## KUTIPAN UNTUK DIBACA
————

Kebanyakan orang Indonesia tidak punya konsep waktu. Jika mereka berjanji untuk bertemu biasanya mereka berkata nanti sesudah Luhur. Pada hal sesudah Luhur mulai tergelincir mata hari sampai Ashar. Beda dengan negeri "Kincir Angin" Jika berjanji harus on time dengan menunjuk pada pas jam berapa. Berjanji dengan dokter harus tepat waktu misalnya, jam 19.00, maka harus datang on time, bila terlambat dianggap mengingkari perjanjian dari waktu yang sudah disepakati. Bila terlambat, terpaksa waktunya diberikan pada orang lain. Mobil bus atau kendaraan sewaan lainnya juga demikian, masuk ke stasiun on time dan keluar stasiun on tame sekalipun kosong penumpang. Di Negara Barat umumnya orang berlari-lari mengejar halte sebab di sana tertera jam kedatangan bus yang on time.

————

## DAFTAR HASIL EKSTRAKSI
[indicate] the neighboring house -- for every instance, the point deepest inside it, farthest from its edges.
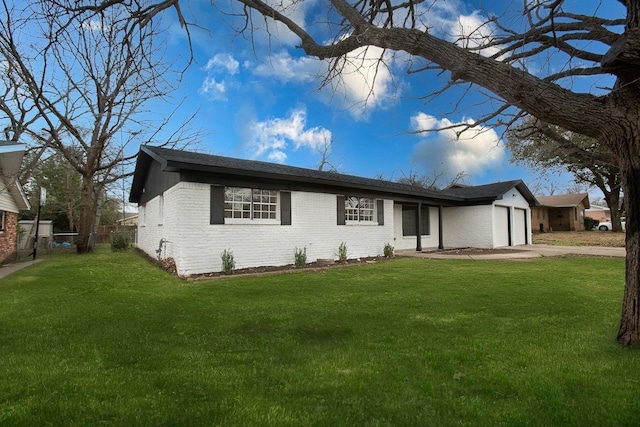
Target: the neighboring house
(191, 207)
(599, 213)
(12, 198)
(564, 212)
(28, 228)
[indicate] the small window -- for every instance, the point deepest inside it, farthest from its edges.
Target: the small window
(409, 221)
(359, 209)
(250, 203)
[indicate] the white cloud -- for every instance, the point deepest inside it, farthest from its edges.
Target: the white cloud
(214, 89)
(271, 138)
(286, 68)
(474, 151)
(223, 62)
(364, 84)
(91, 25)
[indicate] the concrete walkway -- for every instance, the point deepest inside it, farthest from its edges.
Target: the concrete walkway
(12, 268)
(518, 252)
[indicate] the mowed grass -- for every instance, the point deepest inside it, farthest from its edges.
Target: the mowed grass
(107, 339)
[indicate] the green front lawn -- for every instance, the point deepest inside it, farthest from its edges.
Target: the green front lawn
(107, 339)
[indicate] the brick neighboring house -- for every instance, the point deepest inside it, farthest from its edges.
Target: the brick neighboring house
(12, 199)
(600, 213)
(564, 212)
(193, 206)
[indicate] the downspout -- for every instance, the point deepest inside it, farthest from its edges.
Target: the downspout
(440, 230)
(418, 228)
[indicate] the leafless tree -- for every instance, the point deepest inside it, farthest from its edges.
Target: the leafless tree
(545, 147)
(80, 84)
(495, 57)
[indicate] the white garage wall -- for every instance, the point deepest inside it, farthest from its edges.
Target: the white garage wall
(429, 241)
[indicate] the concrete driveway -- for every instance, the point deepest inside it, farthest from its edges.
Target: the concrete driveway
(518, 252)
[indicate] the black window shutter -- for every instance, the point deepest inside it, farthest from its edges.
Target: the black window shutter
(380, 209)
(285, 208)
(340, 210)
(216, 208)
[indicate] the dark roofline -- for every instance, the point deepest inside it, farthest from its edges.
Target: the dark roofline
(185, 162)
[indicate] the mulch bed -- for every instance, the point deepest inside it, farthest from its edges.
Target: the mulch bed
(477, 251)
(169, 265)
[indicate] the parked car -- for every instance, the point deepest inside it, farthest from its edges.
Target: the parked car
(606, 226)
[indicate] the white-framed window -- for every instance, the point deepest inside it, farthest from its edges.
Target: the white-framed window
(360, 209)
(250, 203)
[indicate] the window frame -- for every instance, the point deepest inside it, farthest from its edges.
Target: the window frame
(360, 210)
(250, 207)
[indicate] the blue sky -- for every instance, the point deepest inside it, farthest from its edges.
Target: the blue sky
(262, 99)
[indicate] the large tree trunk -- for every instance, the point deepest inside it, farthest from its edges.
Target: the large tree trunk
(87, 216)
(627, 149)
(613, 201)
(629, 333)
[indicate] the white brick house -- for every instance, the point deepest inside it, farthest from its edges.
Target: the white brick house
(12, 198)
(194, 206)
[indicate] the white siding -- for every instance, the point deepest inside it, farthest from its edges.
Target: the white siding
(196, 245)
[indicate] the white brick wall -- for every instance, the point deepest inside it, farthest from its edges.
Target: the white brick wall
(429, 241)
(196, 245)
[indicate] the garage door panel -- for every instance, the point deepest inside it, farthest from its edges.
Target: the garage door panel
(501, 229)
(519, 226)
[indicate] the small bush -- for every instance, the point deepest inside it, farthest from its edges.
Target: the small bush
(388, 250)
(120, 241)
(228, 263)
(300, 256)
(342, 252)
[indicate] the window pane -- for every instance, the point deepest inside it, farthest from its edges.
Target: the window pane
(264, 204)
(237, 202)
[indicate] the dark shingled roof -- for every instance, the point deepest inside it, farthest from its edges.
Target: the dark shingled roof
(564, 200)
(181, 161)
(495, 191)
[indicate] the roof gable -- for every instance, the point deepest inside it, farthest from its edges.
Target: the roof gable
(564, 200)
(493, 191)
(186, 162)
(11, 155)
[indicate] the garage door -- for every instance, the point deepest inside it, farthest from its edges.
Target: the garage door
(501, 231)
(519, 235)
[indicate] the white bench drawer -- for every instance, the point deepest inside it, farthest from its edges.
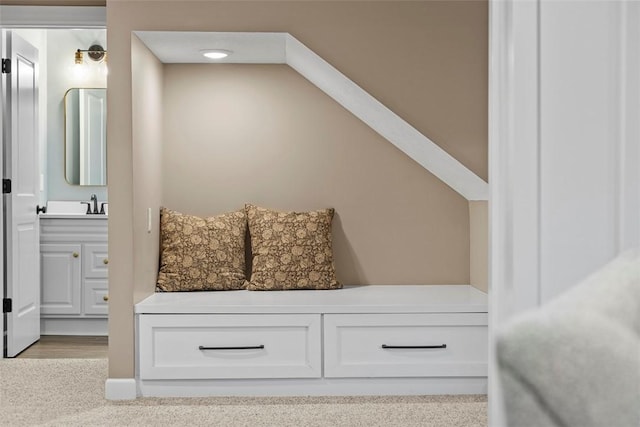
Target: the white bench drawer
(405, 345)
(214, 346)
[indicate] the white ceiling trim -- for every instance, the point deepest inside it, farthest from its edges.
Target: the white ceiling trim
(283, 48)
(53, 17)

————

## TUGAS YANG DIKERJAKAN
(1) Tuliskan ulang bagian teks tentang konsep waktu, mulai dari "Kebanyakan orang Indonesia" dan berakhir pada "yang on time.".
(2) Terjemahkan kalimat "Bila terlambat, terpaksa waktunya diberikan pada orang lain." dari teks tentang konsep waktu ke dalam bahasa Inggris.
(3) Tolong lanjutkan teks tentang konsep waktu setelah kalimat terakhirnya.

## HASIL PENGERJAAN
(1)
Kebanyakan orang Indonesia tidak punya konsep waktu. Jika mereka berjanji untuk bertemu biasanya mereka berkata nanti sesudah Luhur. Pada hal sesudah Luhur mulai tergelincir mata hari sampai Ashar. Beda dengan negeri "Kincir Angin" Jika berjanji harus on time dengan menunjuk pada pas jam berapa. Berjanji dengan dokter harus tepat waktu misalnya, jam 19.00, maka harus datang on time, bila terlambat dianggap mengingkari perjanjian dari waktu yang sudah disepakati. Bila terlambat, terpaksa waktunya diberikan pada orang lain. Mobil bus atau kendaraan sewaan lainnya juga demikian, masuk ke stasiun on time dan keluar stasiun on tame sekalipun kosong penumpang. Di Negara Barat umumnya orang berlari-lari mengejar halte sebab di sana tertera jam kedatangan bus yang on time.

(2) If you are late, the time has to be given to someone else.

(3)
Ketika Dirjen dan rombongan berkunjung ke Belanda, mereka ingin berwisata ke Brussels, Belgia, dengan kereta api, lalu saya dan Dr. Nurnaningsih dipanggil untuk mengatur perjalanan mereka. Karena hari itu hari minggu. Di Belanda jika hari minggu semua toko tertutup, kecuali tokoh bunga. Bunga adalah setiap saat diperlukan, mulai menyambut bahagia sampai menyambut duka. Saya beritahu Ibu Dr. Nurnaningsih akan singgah dahalu di aparteman mengambil minuman coka-cola di Lemari es untuk bekaldi perjalanan, maka saya berpesan agar sebelum jam 07.00 tepat sudah ada di stasion, sayang ibu Nurnaningsi yang mengantar rombongan terlambat satu menit, sehingga harus menunggu kereta api berikutnya dari Amsterdam menuju Brussels satu jam lagi. Menunggu satu jam di musim dingin seperti ini sangat menyiksa.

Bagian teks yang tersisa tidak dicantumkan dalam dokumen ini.